Problem: An exact copy of every entry is required, without the pictures.

#####

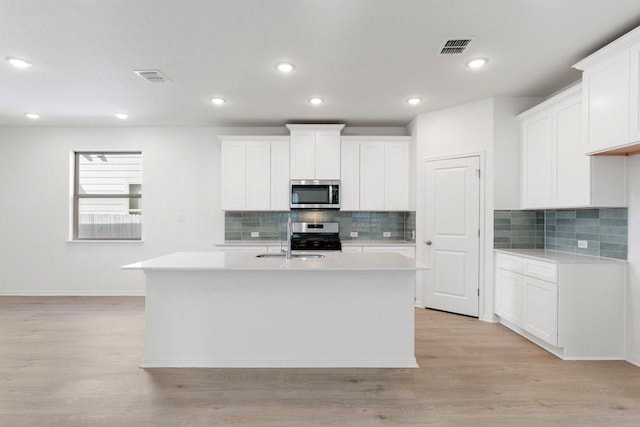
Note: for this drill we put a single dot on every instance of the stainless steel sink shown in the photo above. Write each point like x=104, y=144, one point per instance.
x=297, y=256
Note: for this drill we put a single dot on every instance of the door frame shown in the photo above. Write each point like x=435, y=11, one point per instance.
x=485, y=301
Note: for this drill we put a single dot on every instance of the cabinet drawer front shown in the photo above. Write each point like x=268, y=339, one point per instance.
x=542, y=270
x=508, y=262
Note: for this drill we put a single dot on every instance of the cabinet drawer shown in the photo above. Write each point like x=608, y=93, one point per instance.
x=508, y=262
x=542, y=270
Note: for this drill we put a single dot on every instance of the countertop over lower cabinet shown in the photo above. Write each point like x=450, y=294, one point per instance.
x=559, y=257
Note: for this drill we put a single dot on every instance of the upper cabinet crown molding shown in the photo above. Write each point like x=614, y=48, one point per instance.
x=613, y=48
x=555, y=172
x=268, y=138
x=315, y=151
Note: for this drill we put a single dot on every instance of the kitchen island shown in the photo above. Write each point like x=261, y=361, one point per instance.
x=228, y=309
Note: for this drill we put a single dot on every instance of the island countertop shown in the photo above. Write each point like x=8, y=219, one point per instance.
x=244, y=261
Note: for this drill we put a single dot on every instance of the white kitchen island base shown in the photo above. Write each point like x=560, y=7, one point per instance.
x=279, y=313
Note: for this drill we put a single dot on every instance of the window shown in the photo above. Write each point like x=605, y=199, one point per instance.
x=107, y=199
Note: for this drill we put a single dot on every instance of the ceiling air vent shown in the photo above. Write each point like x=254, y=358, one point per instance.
x=152, y=76
x=455, y=46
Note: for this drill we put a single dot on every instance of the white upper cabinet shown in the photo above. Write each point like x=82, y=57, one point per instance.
x=375, y=173
x=396, y=176
x=555, y=171
x=315, y=151
x=350, y=176
x=233, y=178
x=254, y=173
x=611, y=96
x=634, y=54
x=280, y=175
x=537, y=162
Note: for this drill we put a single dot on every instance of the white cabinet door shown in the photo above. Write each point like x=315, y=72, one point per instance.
x=408, y=251
x=540, y=309
x=258, y=176
x=573, y=176
x=350, y=176
x=606, y=95
x=280, y=176
x=327, y=155
x=396, y=172
x=303, y=154
x=372, y=176
x=509, y=296
x=634, y=55
x=537, y=161
x=233, y=167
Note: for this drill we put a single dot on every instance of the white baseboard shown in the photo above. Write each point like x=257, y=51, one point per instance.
x=70, y=293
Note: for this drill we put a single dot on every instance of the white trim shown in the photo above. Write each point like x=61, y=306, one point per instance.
x=408, y=363
x=268, y=138
x=633, y=359
x=612, y=48
x=388, y=138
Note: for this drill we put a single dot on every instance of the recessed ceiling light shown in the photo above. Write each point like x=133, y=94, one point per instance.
x=18, y=62
x=285, y=67
x=477, y=63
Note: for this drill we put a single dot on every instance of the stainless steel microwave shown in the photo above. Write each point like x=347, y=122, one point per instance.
x=315, y=194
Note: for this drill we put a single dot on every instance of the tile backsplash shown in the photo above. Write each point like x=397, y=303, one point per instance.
x=368, y=225
x=604, y=230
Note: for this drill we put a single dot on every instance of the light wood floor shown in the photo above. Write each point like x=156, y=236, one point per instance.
x=67, y=361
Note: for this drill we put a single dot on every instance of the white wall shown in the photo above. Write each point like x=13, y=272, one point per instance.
x=180, y=177
x=633, y=273
x=506, y=149
x=464, y=129
x=489, y=128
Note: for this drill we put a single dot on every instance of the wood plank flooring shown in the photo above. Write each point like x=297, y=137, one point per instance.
x=67, y=361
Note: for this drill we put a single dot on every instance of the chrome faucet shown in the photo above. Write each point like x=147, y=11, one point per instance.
x=289, y=234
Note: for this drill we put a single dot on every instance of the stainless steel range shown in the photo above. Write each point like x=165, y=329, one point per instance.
x=321, y=236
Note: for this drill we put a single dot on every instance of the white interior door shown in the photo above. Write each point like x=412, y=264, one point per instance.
x=452, y=227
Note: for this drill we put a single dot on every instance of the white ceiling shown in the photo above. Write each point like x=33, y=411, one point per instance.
x=364, y=57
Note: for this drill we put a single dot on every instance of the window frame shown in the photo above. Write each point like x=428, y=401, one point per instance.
x=77, y=196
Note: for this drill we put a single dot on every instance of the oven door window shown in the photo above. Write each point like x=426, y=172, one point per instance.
x=310, y=194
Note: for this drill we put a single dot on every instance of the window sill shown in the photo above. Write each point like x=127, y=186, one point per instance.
x=128, y=242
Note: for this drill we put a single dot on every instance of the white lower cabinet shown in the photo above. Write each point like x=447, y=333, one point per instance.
x=540, y=309
x=573, y=306
x=408, y=251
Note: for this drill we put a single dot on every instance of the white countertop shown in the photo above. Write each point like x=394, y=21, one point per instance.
x=248, y=261
x=344, y=243
x=559, y=257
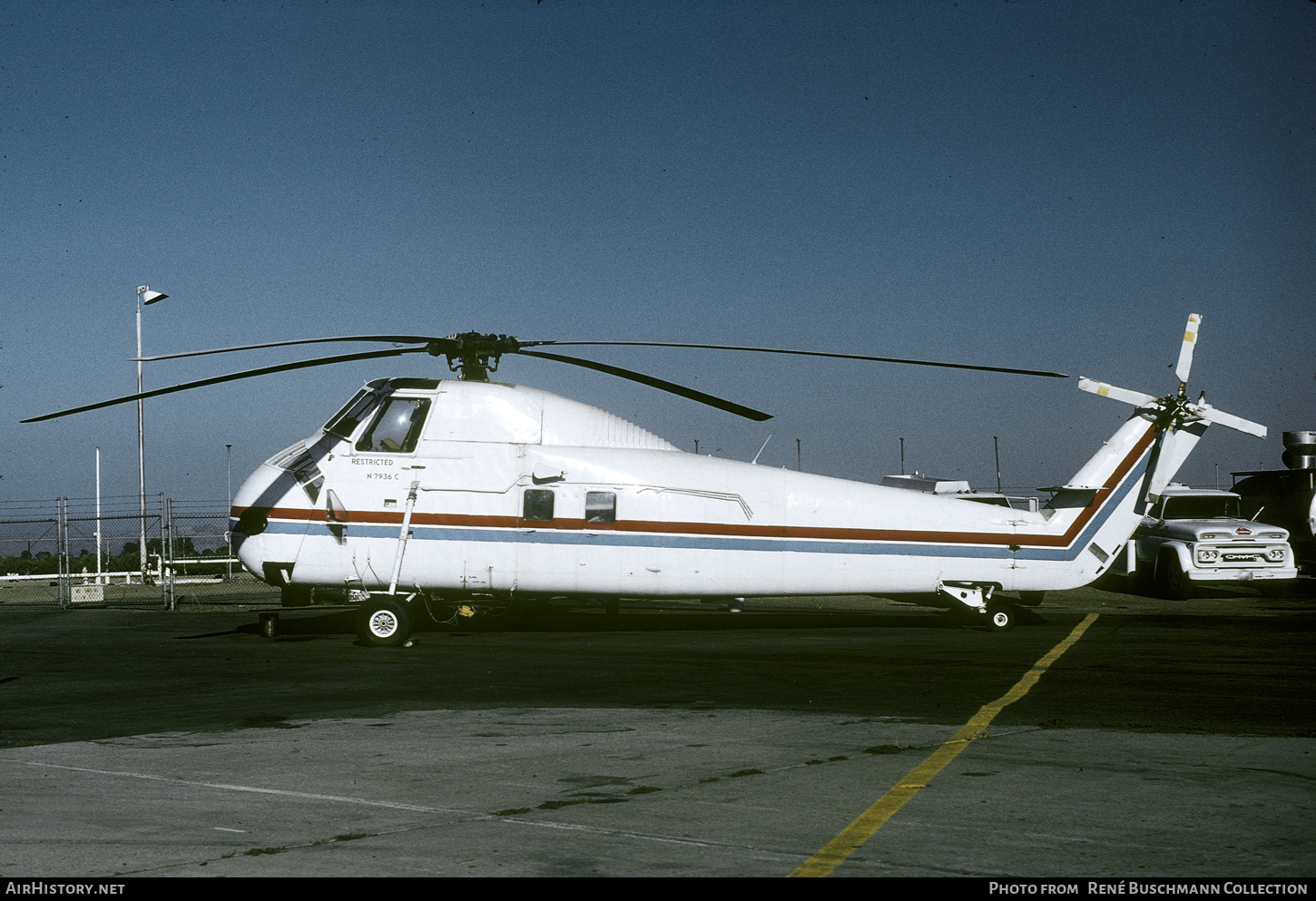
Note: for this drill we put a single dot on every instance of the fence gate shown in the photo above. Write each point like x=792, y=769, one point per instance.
x=85, y=552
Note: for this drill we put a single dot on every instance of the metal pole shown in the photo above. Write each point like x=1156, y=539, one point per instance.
x=99, y=568
x=228, y=511
x=61, y=552
x=141, y=444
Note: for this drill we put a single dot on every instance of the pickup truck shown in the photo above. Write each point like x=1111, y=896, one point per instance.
x=1193, y=537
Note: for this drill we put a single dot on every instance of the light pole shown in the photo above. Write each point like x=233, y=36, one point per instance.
x=143, y=296
x=228, y=511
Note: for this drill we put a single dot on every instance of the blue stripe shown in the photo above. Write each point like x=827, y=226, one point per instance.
x=732, y=544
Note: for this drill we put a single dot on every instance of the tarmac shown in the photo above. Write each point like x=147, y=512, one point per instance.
x=1172, y=738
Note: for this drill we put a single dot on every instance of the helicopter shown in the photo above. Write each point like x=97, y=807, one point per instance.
x=450, y=494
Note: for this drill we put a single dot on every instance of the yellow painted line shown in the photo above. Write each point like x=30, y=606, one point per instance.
x=836, y=851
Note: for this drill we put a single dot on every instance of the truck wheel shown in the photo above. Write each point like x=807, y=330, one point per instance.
x=1000, y=617
x=1170, y=579
x=383, y=623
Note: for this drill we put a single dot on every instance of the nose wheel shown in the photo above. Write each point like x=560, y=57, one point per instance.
x=383, y=623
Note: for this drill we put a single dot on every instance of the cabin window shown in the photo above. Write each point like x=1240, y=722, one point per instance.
x=398, y=426
x=600, y=506
x=538, y=505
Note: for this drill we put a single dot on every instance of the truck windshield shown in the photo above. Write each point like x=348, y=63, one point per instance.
x=1202, y=508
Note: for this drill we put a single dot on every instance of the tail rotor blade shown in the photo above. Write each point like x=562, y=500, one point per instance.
x=1190, y=342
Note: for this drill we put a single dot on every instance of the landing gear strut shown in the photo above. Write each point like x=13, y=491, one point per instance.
x=978, y=604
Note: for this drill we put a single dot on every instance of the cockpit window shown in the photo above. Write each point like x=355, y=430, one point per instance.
x=347, y=420
x=397, y=429
x=303, y=467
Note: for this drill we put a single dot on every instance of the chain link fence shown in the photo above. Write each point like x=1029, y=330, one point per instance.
x=87, y=552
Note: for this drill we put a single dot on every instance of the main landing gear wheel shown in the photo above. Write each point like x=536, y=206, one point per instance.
x=1000, y=617
x=383, y=623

#####

Output for this exercise:
Note: for this drill we put a single dot on every instance of the stainless steel sink shown in the photo above. Write each point like x=104, y=144, one point per instance.
x=297, y=256
Note: for this drill we put a single dot on every instance of the door frame shown in the photo above. Write each point like x=435, y=11, one point per instance.
x=485, y=301
Note: for this drill we put a single dot on every instance of the cabinet drawer front shown in the photo above. Write each point like x=268, y=339, one point per instance.
x=542, y=270
x=508, y=262
Note: for this drill we put a single dot on every instance of the cabinet drawer shown in the photo above. Write each point like x=608, y=93, one point per instance.
x=508, y=262
x=542, y=270
Note: for this drill we put a single dot on every instance of the countertop over lower cabinet shown in the photo above. Write each point like x=450, y=294, one point per instance.
x=559, y=257
Note: for this drill we put a single dot on every instance of the upper cabinet crown molding shown in the photo above. Write each point like x=614, y=48, one point per instance.
x=613, y=48
x=555, y=172
x=268, y=138
x=315, y=151
Note: for this drill we put a single dot on every instance of the kitchen island shown in the photo above. Write each point like x=261, y=361, one point per instance.
x=228, y=309
Note: for this drill we put a single dot on every instance of the island countertop shown in the photo above. Write each point like x=8, y=219, one point per instance.
x=244, y=261
Note: for this drill we put a single dot on every instance of the white kitchen island base shown in the photo above. Write each point like x=560, y=7, one point per instance.
x=279, y=313
Note: for this drill we put a single dot on every instance of the window shown in the photo above. Write each point like x=605, y=199, one point per instance.
x=107, y=199
Note: for this drill we put a single dot on every instance of the ceiling air vent shown in the photo above. Write each point like x=254, y=358, one point per instance.
x=152, y=76
x=455, y=46
Note: for this drill we put a single dot on every instance of the white upper cabinet shown in the photo above. Write each point like x=82, y=57, one point per instance.
x=375, y=173
x=396, y=176
x=555, y=171
x=315, y=151
x=350, y=176
x=233, y=178
x=254, y=173
x=611, y=96
x=634, y=54
x=280, y=175
x=537, y=162
Note: for this drill we put a single dot on every instance of the white cabinet door shown in the photo above. Write each point like x=315, y=72, one point per instance.
x=408, y=251
x=540, y=309
x=258, y=176
x=573, y=176
x=350, y=176
x=606, y=95
x=280, y=176
x=327, y=155
x=396, y=172
x=303, y=154
x=372, y=176
x=509, y=296
x=634, y=55
x=537, y=161
x=233, y=167
Note: for this drill we put a single dot on every instance of the white baseboard shown in the photo above. Write each point like x=257, y=51, one point per instance.
x=70, y=293
Note: for this drill we put a single dot on every instance of the white trim shown in the photo above. Write each point like x=61, y=306, one point per instance.
x=408, y=363
x=268, y=138
x=633, y=359
x=612, y=48
x=388, y=138
Note: for this drill we put a single dot on every instance of the recessed ceiling light shown in the photo above. Write each point like x=133, y=94, one point per instance.
x=18, y=62
x=285, y=67
x=477, y=63
Note: for this drill we put a single dot on every instance of the stainless steel microwave shown in the photo above. Write each point like x=347, y=122, one point per instance.
x=315, y=194
Note: for this drill we put a single dot on every instance of the tile backsplash shown in the photo above. Write each point like x=397, y=303, one point per instance.
x=368, y=225
x=604, y=230
Note: for this drill we put a single dot on every instance of the light wood floor shown in the photo above. Write each point like x=156, y=236, one point per instance.
x=67, y=361
Note: for this drill we put a single dot on every instance of the white wall shown in the photo above. Write each point like x=13, y=272, one point per instance.
x=180, y=177
x=633, y=273
x=506, y=149
x=464, y=129
x=489, y=128
Note: for this drill we put a single dot on every instance of the wood plank flooring shown in the photo above. Write each point like x=297, y=137, one point per instance.
x=67, y=361
Note: for this drill we put a single dot on every instance of the chrome faucet shown in the photo above. Write each point like x=147, y=11, one point per instance.
x=289, y=234
Note: for this drill we put a single dot on every instance of the stainless steel range shown in the photo above. Write each point like x=165, y=329, one point per instance.
x=321, y=236
Note: for this drill we put a single dot on every instance of the white interior door shown in the photo above. Write each point like x=412, y=264, one point per instance.
x=452, y=227
Note: for this drill we put a single dot on every instance of the white ceiling shown in the photo above. Write each point like x=33, y=411, one point per instance.
x=364, y=57
Note: for this drill we put a single dot on every instance of the window frame shown in the photo above. Write each point like x=428, y=401, one point per instance.
x=77, y=196
Note: for this drill we put a single dot on every instance of the oven door window shown in the photo above. Write each point like x=426, y=172, one point per instance.
x=310, y=194
Note: for this drill we put a single dot on every instance of the window sill shown in the photo above. Write each point like x=127, y=186, one point per instance.
x=128, y=242
Note: for this drill we put a single dot on every instance of the white lower cabinet shown in the photo above. Write each point like x=447, y=333, one point per instance.
x=540, y=309
x=573, y=306
x=408, y=251
Note: for this drill we put a single dot on every instance of the white countertop shown in the photo above. Write each point like x=394, y=21, one point per instance.
x=248, y=261
x=344, y=243
x=559, y=257
Note: for this drill we put a single dot on every instance of the fence gate shown in the photo above. Write each point like x=792, y=769, one point per instance.
x=85, y=552
Note: for this drill we put a single dot on every instance of the metal pole shown in the photo above. Write each point like x=1156, y=539, one point per instance.
x=99, y=568
x=228, y=511
x=61, y=552
x=141, y=444
Note: for this drill we put a single dot on every instance of the pickup truck shown in the photo above. Write each point like x=1111, y=896, one point per instance.
x=1193, y=537
Note: for this drill we put a single dot on every instance of the light pole shown in the photo above. Write each point like x=233, y=36, one point per instance.
x=143, y=296
x=228, y=511
Note: for this drill we put a single dot on every instance of the blue stripe shown in the photo above. Write each point like x=827, y=226, one point per instance.
x=732, y=544
Note: for this drill we put a single dot on every instance of the tarmac shown in the photo above. Write each point like x=147, y=512, one point per instance.
x=1172, y=738
Note: for this drill we put a single dot on every instance of the helicopter shown in the photo above. Write each point like x=97, y=807, one point per instance.
x=450, y=494
Note: for this drill we put a single dot on every instance of the yellow painted line shown in the photo above. Write each point like x=30, y=606, one point per instance.
x=836, y=851
Note: for this drill we put a single dot on every instance of the truck wheel shown in the photo above. Write each point like x=807, y=330, one point per instance.
x=1000, y=617
x=1170, y=579
x=383, y=623
Note: for this drill we put a single dot on every instance of the nose wheel shown in the photo above. Write each point like x=560, y=57, one point per instance.
x=383, y=623
Note: for this drill we put a single dot on every instance of the cabin window shown in the photo above. Write each point like x=1240, y=722, one point per instance.
x=398, y=426
x=600, y=506
x=538, y=505
Note: for this drill we put a single dot on every instance of the truck windshield shown in the photo above. Write each point like x=348, y=63, one point per instance.
x=1202, y=508
Note: for this drill we put a single dot on every instance of the tail rotor blade shown in the photo above. Write each point like x=562, y=500, one point per instance.
x=1190, y=342
Note: for this drill we put a single dot on every instance of the landing gear strut shown in the photo above. Write each point like x=13, y=491, one point per instance.
x=978, y=604
Note: for this drill we put a single dot on every instance of the cockpit window shown in the photo above. Write each point like x=355, y=430, one point per instance.
x=347, y=420
x=397, y=429
x=303, y=467
Note: for this drill we put a single dot on every instance of the chain link fence shown in the photo above. Write each point like x=1029, y=330, one point per instance.
x=87, y=552
Note: for this drill we put a single dot on every instance of the main landing gear wheel shown in the photo above. Write each point like x=536, y=206, one point per instance.
x=1000, y=617
x=383, y=623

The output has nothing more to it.